### MATERIAL PROVIDED
----

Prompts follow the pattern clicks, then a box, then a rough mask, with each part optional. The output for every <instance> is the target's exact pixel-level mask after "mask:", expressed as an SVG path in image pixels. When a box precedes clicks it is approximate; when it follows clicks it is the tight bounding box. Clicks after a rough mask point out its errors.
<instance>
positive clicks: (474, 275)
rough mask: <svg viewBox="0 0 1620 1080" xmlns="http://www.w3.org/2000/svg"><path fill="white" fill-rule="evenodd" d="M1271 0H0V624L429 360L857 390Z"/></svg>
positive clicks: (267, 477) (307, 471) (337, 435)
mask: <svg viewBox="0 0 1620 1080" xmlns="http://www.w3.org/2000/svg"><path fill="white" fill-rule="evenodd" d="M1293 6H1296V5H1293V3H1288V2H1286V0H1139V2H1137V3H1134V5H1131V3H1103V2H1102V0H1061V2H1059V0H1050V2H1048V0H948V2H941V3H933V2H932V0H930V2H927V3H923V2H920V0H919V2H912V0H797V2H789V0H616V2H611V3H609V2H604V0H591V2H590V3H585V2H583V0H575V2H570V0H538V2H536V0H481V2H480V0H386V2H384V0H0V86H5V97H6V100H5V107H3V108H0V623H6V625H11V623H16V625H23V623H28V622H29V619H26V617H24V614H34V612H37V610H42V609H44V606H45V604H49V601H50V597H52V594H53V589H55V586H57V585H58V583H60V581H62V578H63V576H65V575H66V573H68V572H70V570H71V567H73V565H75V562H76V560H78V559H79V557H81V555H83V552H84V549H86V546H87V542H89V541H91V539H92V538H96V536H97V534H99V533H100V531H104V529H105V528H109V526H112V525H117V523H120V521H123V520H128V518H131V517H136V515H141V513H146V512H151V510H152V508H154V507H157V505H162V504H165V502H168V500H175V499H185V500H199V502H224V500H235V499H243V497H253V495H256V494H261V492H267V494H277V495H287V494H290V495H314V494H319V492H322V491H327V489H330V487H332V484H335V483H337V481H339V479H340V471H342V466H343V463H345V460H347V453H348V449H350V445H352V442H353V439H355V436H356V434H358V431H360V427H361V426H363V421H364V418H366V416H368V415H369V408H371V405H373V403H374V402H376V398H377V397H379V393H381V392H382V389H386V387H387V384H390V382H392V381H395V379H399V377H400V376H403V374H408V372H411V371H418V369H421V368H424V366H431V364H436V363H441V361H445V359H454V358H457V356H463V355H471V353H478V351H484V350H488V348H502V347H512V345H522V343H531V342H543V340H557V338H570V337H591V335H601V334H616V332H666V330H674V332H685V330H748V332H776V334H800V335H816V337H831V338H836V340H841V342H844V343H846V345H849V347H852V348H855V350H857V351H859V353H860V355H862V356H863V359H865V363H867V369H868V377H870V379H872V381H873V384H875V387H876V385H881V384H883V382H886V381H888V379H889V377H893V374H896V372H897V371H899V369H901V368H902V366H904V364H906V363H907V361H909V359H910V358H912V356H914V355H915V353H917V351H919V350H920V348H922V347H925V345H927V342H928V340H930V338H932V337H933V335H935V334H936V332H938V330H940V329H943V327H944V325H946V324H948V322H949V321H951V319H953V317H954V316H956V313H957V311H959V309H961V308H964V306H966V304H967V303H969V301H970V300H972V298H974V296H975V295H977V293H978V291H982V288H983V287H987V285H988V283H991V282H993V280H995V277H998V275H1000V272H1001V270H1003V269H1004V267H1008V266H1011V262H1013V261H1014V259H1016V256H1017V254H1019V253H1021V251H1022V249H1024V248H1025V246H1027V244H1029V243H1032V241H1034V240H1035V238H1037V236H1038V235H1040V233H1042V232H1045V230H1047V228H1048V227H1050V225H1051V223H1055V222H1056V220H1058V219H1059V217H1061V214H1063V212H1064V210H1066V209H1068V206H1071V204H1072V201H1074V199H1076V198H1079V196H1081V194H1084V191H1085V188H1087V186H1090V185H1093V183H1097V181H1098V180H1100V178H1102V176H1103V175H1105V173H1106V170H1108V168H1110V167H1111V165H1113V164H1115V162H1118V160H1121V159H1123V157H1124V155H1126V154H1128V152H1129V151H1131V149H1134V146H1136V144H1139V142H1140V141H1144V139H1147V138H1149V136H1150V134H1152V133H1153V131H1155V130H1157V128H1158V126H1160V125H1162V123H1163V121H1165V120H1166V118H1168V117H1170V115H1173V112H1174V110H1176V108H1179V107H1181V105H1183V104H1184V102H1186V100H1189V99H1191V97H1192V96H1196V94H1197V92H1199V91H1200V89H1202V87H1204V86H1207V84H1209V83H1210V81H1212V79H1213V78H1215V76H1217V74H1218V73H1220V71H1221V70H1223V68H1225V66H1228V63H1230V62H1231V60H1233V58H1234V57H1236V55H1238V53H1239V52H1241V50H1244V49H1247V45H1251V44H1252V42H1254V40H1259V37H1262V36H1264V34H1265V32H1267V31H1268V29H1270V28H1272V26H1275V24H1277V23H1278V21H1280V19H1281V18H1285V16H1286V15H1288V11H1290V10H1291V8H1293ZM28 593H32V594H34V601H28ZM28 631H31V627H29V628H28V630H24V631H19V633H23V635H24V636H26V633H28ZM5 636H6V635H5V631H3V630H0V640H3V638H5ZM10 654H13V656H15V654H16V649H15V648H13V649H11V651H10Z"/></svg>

----

### PROBLEM REQUIREMENTS
Swap "positive clicks" for "foreground clicks" everywhere in the records above, and reproduce them with nothing else altered.

### RESPONSE BELOW
Prompts follow the pattern clicks, then a box, then a rough mask, with each part optional. The output for every <instance> is the target's exact pixel-level mask after "mask:", expressed as an SVG path in image pixels. When a box precedes clicks it is approximate; when it follows clicks it is the tight bounding box. Clicks after a rough mask point out its errors.
<instance>
foreground clicks: (474, 275)
rough mask: <svg viewBox="0 0 1620 1080" xmlns="http://www.w3.org/2000/svg"><path fill="white" fill-rule="evenodd" d="M1271 0H0V624L429 360L857 390Z"/></svg>
foreground clicks: (267, 477) (307, 471) (337, 435)
mask: <svg viewBox="0 0 1620 1080" xmlns="http://www.w3.org/2000/svg"><path fill="white" fill-rule="evenodd" d="M1293 6H1296V5H1293V3H1288V2H1286V0H1139V2H1137V3H1134V5H1131V3H1103V2H1102V0H1061V2H1059V0H1050V2H1048V0H948V2H941V3H933V2H932V0H930V2H927V3H923V2H920V0H919V2H912V0H797V2H789V0H616V2H611V3H609V2H604V0H591V2H590V3H585V2H583V0H575V2H570V0H538V2H536V0H481V2H480V0H386V2H384V0H0V86H5V97H6V100H5V107H3V108H0V623H6V625H11V623H16V625H23V623H28V622H29V619H26V617H24V614H34V612H37V610H42V609H44V606H45V604H49V601H50V597H52V594H53V589H55V586H57V585H58V583H60V581H62V578H63V576H65V575H66V573H68V572H70V570H71V567H73V565H75V562H76V560H78V559H79V557H81V555H83V552H84V549H86V546H87V542H89V541H91V539H92V538H96V536H97V534H99V533H100V531H104V529H105V528H109V526H112V525H117V523H120V521H123V520H128V518H131V517H136V515H141V513H146V512H151V510H152V508H154V507H157V505H162V504H165V502H168V500H175V499H185V500H199V502H224V500H235V499H243V497H253V495H256V494H261V492H267V494H277V495H287V494H290V495H314V494H319V492H322V491H327V489H330V487H332V484H335V483H337V481H339V479H340V471H342V466H343V463H345V460H347V453H348V449H350V445H352V442H353V439H355V436H356V434H358V431H360V427H361V426H363V421H364V418H366V416H368V415H369V408H371V405H373V403H374V402H376V398H377V397H379V393H381V392H382V389H386V387H387V384H390V382H392V381H395V379H399V377H400V376H403V374H408V372H411V371H418V369H421V368H424V366H431V364H436V363H441V361H445V359H454V358H457V356H463V355H471V353H478V351H484V350H488V348H502V347H512V345H522V343H531V342H543V340H557V338H570V337H591V335H601V334H616V332H666V330H674V332H685V330H748V332H776V334H800V335H816V337H831V338H836V340H841V342H844V343H846V345H849V347H852V348H855V350H857V351H859V353H860V355H862V356H863V359H865V363H867V369H868V377H870V379H872V381H873V384H875V387H876V385H881V384H883V382H886V381H888V379H889V377H893V374H896V372H897V371H899V369H901V368H902V366H904V364H906V363H907V361H909V359H910V358H912V356H914V355H915V353H917V351H919V350H920V348H922V347H925V345H927V342H928V340H930V338H932V337H933V335H935V334H936V332H938V330H940V329H943V327H944V325H946V324H948V322H949V321H951V319H953V317H954V316H956V313H957V311H959V309H961V308H964V306H966V304H967V303H969V301H970V300H972V298H974V296H975V295H977V293H978V291H982V288H983V287H987V285H988V283H991V282H993V280H995V277H998V275H1000V272H1001V270H1003V269H1004V267H1008V266H1011V262H1013V261H1014V259H1016V256H1017V254H1019V253H1021V251H1022V249H1024V248H1025V246H1027V244H1029V243H1032V241H1034V240H1035V238H1037V236H1038V235H1040V233H1042V232H1045V230H1047V228H1048V227H1050V225H1051V223H1055V222H1056V220H1058V219H1059V217H1061V214H1063V212H1064V210H1066V209H1068V206H1071V204H1072V201H1074V199H1076V198H1079V196H1081V194H1084V191H1085V188H1087V186H1090V185H1093V183H1097V181H1098V180H1100V178H1102V176H1103V175H1105V173H1106V170H1108V168H1110V167H1111V165H1113V164H1115V162H1118V160H1121V159H1123V157H1124V155H1126V154H1128V152H1129V151H1131V149H1134V146H1136V144H1139V142H1140V141H1144V139H1147V138H1149V136H1150V134H1152V133H1153V131H1155V130H1157V128H1158V126H1160V125H1162V123H1163V121H1165V120H1166V118H1168V117H1170V115H1173V112H1174V110H1176V108H1179V107H1181V105H1183V104H1184V102H1186V100H1189V99H1191V97H1192V96H1196V94H1197V92H1199V91H1200V89H1202V87H1204V86H1207V84H1209V83H1210V81H1212V79H1213V78H1215V76H1217V74H1218V73H1220V71H1221V70H1223V68H1225V66H1228V63H1230V62H1231V60H1233V58H1234V57H1236V55H1238V53H1239V52H1241V50H1244V49H1247V45H1251V44H1252V42H1254V40H1259V37H1262V36H1264V34H1265V32H1267V31H1268V29H1270V28H1272V26H1275V24H1277V23H1278V21H1280V19H1281V18H1285V16H1286V15H1288V11H1290V10H1291V8H1293ZM28 593H32V594H34V601H28ZM28 631H31V627H29V628H28V630H24V631H19V633H23V635H24V636H26V633H28ZM5 636H6V635H5V631H3V630H0V640H3V638H5ZM10 654H13V656H15V654H16V649H15V648H13V649H11V651H10Z"/></svg>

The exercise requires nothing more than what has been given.